_PROVIDED RECORDS_.
──────────────────────────────

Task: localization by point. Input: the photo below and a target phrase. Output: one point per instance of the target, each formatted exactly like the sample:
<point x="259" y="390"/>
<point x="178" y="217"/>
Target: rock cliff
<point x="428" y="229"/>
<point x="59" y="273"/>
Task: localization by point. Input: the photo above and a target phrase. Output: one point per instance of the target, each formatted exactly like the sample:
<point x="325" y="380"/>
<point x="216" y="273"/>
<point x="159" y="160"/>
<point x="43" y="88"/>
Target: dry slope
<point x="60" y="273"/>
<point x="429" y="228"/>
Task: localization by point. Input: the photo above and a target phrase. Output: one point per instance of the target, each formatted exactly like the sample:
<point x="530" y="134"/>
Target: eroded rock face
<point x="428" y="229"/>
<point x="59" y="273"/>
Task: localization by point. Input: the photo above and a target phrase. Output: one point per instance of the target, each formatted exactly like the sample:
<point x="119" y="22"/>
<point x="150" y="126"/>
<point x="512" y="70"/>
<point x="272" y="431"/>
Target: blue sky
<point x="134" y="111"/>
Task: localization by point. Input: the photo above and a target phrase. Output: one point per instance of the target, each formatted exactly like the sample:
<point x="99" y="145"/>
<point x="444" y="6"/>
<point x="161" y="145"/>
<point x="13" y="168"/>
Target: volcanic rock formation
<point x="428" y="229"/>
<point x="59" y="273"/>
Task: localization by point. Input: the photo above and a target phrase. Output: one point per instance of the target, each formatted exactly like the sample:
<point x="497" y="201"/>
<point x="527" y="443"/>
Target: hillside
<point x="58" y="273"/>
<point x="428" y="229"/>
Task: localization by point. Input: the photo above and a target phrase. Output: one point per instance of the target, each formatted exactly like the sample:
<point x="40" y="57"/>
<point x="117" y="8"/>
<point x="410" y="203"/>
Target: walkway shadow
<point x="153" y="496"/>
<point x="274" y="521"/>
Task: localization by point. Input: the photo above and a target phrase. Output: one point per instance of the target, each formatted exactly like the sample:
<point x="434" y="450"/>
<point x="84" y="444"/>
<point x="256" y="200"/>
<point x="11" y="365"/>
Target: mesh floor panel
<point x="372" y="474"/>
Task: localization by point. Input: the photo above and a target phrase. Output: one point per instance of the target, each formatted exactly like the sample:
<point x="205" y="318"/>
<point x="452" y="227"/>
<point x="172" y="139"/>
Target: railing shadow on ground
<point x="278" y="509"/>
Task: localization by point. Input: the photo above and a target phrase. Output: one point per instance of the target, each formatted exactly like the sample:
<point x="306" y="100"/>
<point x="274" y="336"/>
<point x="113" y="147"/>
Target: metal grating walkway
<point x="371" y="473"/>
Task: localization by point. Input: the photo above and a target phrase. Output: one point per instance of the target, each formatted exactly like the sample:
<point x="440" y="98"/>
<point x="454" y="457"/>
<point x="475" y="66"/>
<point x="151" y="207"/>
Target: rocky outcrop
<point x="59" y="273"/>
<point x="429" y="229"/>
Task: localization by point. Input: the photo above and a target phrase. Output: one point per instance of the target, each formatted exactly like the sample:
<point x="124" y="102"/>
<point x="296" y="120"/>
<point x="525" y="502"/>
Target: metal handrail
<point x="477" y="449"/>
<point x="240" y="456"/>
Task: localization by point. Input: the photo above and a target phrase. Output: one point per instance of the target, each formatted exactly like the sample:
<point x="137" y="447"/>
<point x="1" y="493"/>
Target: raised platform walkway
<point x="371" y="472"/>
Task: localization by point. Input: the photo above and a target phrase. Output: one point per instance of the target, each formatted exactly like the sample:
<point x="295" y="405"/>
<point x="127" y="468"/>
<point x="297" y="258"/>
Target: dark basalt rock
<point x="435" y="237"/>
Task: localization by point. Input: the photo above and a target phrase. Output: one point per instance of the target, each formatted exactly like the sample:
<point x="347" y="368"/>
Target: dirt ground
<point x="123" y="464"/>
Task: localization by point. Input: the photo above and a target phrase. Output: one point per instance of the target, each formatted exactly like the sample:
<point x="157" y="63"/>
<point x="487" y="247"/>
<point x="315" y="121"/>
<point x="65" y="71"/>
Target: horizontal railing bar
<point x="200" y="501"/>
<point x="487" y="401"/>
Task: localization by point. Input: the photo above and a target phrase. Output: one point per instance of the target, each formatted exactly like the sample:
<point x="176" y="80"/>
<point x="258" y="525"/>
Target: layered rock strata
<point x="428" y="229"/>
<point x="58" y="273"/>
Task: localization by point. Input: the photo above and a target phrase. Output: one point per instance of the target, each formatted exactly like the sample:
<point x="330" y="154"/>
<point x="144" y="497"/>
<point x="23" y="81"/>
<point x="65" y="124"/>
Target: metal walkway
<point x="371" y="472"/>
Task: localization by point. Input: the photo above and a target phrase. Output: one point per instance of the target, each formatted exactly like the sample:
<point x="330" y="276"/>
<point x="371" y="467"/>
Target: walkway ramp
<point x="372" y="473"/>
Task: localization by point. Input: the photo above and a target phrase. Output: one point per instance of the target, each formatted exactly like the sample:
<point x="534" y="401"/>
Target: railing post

──────────────────────────────

_TASK DESCRIPTION_. Every entry is to be restated word for word.

_SOLUTION TO THE EXERCISE_.
Task: localization by point. Input: the photo below and a target phrase. Output: one point per instance of the target, each formatted exactly like the sample:
<point x="259" y="390"/>
<point x="178" y="217"/>
Target: rock cliff
<point x="428" y="229"/>
<point x="59" y="273"/>
Task: localization by point. Input: the photo above and a target phrase. Output: one point per instance of the target, each formatted exactly like the sample:
<point x="325" y="380"/>
<point x="216" y="273"/>
<point x="159" y="160"/>
<point x="43" y="88"/>
Target: dry slope
<point x="60" y="273"/>
<point x="429" y="228"/>
Task: localization by point. Input: the photo above and a target phrase. Output: one point per instance of the target, each formatted exactly like the sample:
<point x="530" y="134"/>
Target: eroded rock face
<point x="428" y="229"/>
<point x="59" y="273"/>
Task: localization by point. Input: the photo above and a target phrase. Output: one point per instance of the target, each formatted exactly like the sample:
<point x="119" y="22"/>
<point x="150" y="126"/>
<point x="512" y="70"/>
<point x="272" y="431"/>
Target: blue sky
<point x="134" y="111"/>
Task: localization by point. Input: the photo above and a target phrase. Output: one point per instance of the target, each formatted exactly like the sample:
<point x="99" y="145"/>
<point x="444" y="6"/>
<point x="161" y="145"/>
<point x="13" y="168"/>
Target: volcanic rock formation
<point x="428" y="229"/>
<point x="59" y="273"/>
Task: localization by point. Input: the photo above and a target phrase. Output: one point per instance of the target, each formatted exactly like the sample:
<point x="497" y="201"/>
<point x="527" y="443"/>
Target: hillside
<point x="58" y="273"/>
<point x="428" y="229"/>
Task: localization by point. Input: the photo above and a target phrase. Output: one point per instance of the target, each formatted exactly like the sample:
<point x="40" y="57"/>
<point x="117" y="8"/>
<point x="410" y="203"/>
Target: walkway shadow
<point x="153" y="496"/>
<point x="274" y="521"/>
Task: localization by point. Input: the photo above and a target phrase. Output: one point per instance of the target, each formatted exactly like the sample:
<point x="434" y="450"/>
<point x="84" y="444"/>
<point x="256" y="200"/>
<point x="11" y="365"/>
Target: mesh floor panel
<point x="372" y="474"/>
Task: localization by point. Input: the photo above and a target phrase. Output: one point per instance of the target, each formatted exactly like the sample:
<point x="205" y="318"/>
<point x="452" y="227"/>
<point x="172" y="139"/>
Target: railing shadow on ground
<point x="278" y="509"/>
Task: localization by point. Input: the photo above and a target phrase. Output: one point per instance of the target, each formatted exactly like the sample:
<point x="306" y="100"/>
<point x="274" y="336"/>
<point x="113" y="147"/>
Target: metal grating walkway
<point x="371" y="473"/>
Task: localization by point. Input: the photo above and a target phrase. Output: one point per instance of the target, each formatted exactly like the sample:
<point x="440" y="98"/>
<point x="454" y="457"/>
<point x="475" y="66"/>
<point x="151" y="207"/>
Target: rocky outcrop
<point x="59" y="273"/>
<point x="429" y="229"/>
Task: localization by point. Input: the photo above and a target phrase. Output: one point per instance of the target, each formatted exactly like the sample:
<point x="124" y="102"/>
<point x="296" y="120"/>
<point x="525" y="502"/>
Target: metal handrail
<point x="477" y="449"/>
<point x="240" y="456"/>
Task: localization by point. Input: the photo above and a target phrase. Output: one point per instance of the target, each formatted exactly like the sample:
<point x="137" y="447"/>
<point x="1" y="493"/>
Target: raised platform walkway
<point x="371" y="472"/>
Task: localization by point. Input: the photo above and a target phrase. Output: one point per instance of the target, each formatted exactly like the sample:
<point x="295" y="405"/>
<point x="127" y="468"/>
<point x="297" y="258"/>
Target: dark basalt rock
<point x="435" y="237"/>
Task: localization by point. Input: the photo above and a target phrase. Output: one point per instance of the target, each formatted exactly like the sample:
<point x="347" y="368"/>
Target: dirt ground
<point x="123" y="464"/>
Task: localization by point. Input: the photo above and a target phrase. Output: one point per instance of the target, each formatted exactly like the sample:
<point x="157" y="63"/>
<point x="487" y="247"/>
<point x="315" y="121"/>
<point x="65" y="71"/>
Target: horizontal railing bar
<point x="200" y="501"/>
<point x="487" y="401"/>
Task: localization by point. Input: the photo above and a target phrase. Output: one point per instance of the target, each formatted exactly like the sample:
<point x="176" y="80"/>
<point x="258" y="525"/>
Target: layered rock strata
<point x="428" y="229"/>
<point x="58" y="273"/>
Task: localization by point. Input: the photo above and a target phrase. Output: one point per instance of the target, each formatted exactly like the sample:
<point x="330" y="154"/>
<point x="144" y="497"/>
<point x="23" y="81"/>
<point x="65" y="124"/>
Target: metal walkway
<point x="371" y="472"/>
Task: localization by point. Input: the photo above and a target phrase. Output: one point per instance of the target, each formatted exactly like the sample:
<point x="330" y="276"/>
<point x="371" y="467"/>
Target: walkway ramp
<point x="372" y="473"/>
Task: localization by point. Input: the photo above and a target phrase. Output: one point per instance of the target, each formatted exactly like the sample:
<point x="534" y="401"/>
Target: railing post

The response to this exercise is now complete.